START Data provided

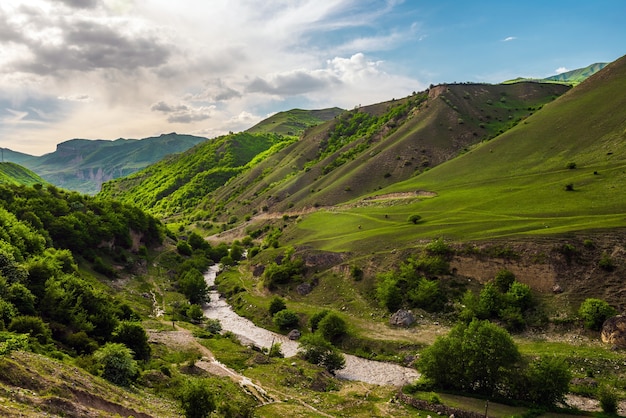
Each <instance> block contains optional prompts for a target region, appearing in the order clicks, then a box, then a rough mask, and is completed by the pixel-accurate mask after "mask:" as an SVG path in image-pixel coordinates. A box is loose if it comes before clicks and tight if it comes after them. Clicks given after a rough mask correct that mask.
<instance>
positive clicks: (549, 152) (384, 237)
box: [298, 58, 626, 249]
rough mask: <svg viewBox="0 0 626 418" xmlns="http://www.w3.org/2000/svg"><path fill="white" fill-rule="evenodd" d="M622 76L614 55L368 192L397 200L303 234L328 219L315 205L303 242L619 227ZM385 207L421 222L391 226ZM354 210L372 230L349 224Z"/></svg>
mask: <svg viewBox="0 0 626 418" xmlns="http://www.w3.org/2000/svg"><path fill="white" fill-rule="evenodd" d="M625 77H626V58H621V59H620V60H618V61H616V62H614V63H612V64H610V65H608V66H607V67H606V68H604V69H603V70H602V71H600V72H598V73H597V74H595V75H594V76H592V77H590V78H589V79H587V80H586V81H585V82H583V83H581V84H580V85H578V86H577V87H575V88H573V89H572V90H570V91H569V92H567V93H566V94H564V95H563V96H561V97H560V98H558V99H557V100H555V101H554V102H552V103H549V104H547V105H545V106H544V107H543V108H542V109H541V110H540V111H538V112H536V113H535V114H534V115H532V116H529V117H528V118H526V119H524V121H523V122H522V123H520V124H518V125H517V126H515V127H514V128H512V129H510V130H508V131H506V132H504V133H503V134H501V135H499V136H498V137H496V138H494V139H492V140H491V141H489V142H483V143H481V144H480V145H479V146H477V147H475V148H473V149H471V150H469V152H467V153H465V154H464V155H462V156H459V157H458V158H455V159H452V160H450V161H448V162H446V163H444V164H441V165H439V166H437V167H435V168H433V169H432V170H429V171H427V172H424V173H422V174H421V175H419V176H415V177H413V178H411V179H408V180H406V181H404V182H398V183H394V184H393V185H390V186H389V187H387V188H384V189H382V190H380V191H379V192H376V193H372V194H370V196H369V199H371V200H374V201H375V199H376V198H377V196H385V195H388V196H393V195H394V194H395V195H399V196H408V197H409V199H404V201H405V202H404V203H402V204H399V205H398V206H395V207H393V208H386V207H384V205H382V204H380V203H379V204H378V205H370V206H369V207H367V208H358V209H346V210H345V211H344V214H343V215H342V216H343V217H344V218H343V220H344V221H345V222H343V223H342V224H340V225H337V226H336V228H332V232H331V230H330V229H323V228H320V230H319V231H316V232H315V234H314V235H313V236H312V235H311V234H310V231H311V228H312V227H313V226H314V225H316V223H318V222H321V220H322V219H327V217H326V218H325V213H323V212H320V213H316V214H313V215H311V216H310V217H308V218H307V219H306V220H305V221H303V222H301V223H299V224H298V225H299V228H302V229H303V230H306V231H307V232H308V233H309V234H308V235H307V237H306V242H307V244H308V245H311V243H312V242H311V241H312V240H314V242H316V243H317V245H318V246H320V247H322V248H326V249H331V248H335V249H338V248H342V249H344V248H346V247H347V246H348V243H347V241H348V239H350V240H367V242H368V243H369V244H371V245H372V246H377V247H379V248H381V247H384V245H385V243H387V242H389V241H390V240H391V239H393V241H394V244H395V245H397V246H402V245H405V246H409V245H411V243H412V242H414V240H415V239H420V238H429V237H430V238H432V237H434V236H446V237H449V238H454V239H459V240H468V239H494V238H500V237H507V238H511V237H515V236H520V235H521V236H529V235H530V236H537V235H546V234H556V233H564V232H571V231H584V230H597V229H605V230H607V229H610V228H616V227H624V226H626V222H625V221H624V207H626V199H625V198H624V194H623V193H620V192H619V190H623V189H624V188H625V187H626V177H625V176H624V167H625V165H626V120H624V118H623V117H622V115H621V112H616V109H624V108H626V98H625V97H626V96H625V95H624V94H623V93H626V91H624V90H625V88H626V87H625V86H626V85H624V83H623V80H624V78H625ZM416 191H420V192H417V193H416ZM420 194H421V195H423V196H422V197H420V196H419V195H420ZM385 213H387V214H388V216H389V217H391V219H395V220H396V222H397V221H398V220H403V219H406V218H407V216H409V215H410V214H413V213H415V214H419V215H421V216H422V222H421V223H420V225H419V227H417V228H413V227H411V226H410V225H406V224H404V225H403V224H401V223H396V224H392V225H390V221H389V218H384V217H383V216H382V215H383V214H385ZM363 218H367V219H368V221H369V223H370V225H371V228H372V229H374V230H376V232H372V231H369V232H367V234H366V233H365V232H363V233H356V232H355V231H354V229H355V228H356V225H355V224H356V223H357V222H362V219H363ZM348 219H351V221H350V222H348V221H347V220H348ZM331 238H333V240H332V241H331Z"/></svg>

END Data provided

- Work instruction
Keeping both end lines, retype exactly the lines from the first line of the material through the line that contains "box: [298, 58, 626, 249]", but not the pictures.

- Result for this exercise
Each <instance> block contains optional prompts for a target region, appearing in the order clicks, then a box, then a rough mask, and is completed by the pixel-accurate mask after "mask:" as an SVG path in image-pixel coordinates. A box is loose if it comes before clicks and tight if it comes after them. Clicks given after a rough mask correct that mask.
<instance>
positive clicks: (549, 152) (384, 237)
box: [298, 58, 626, 249]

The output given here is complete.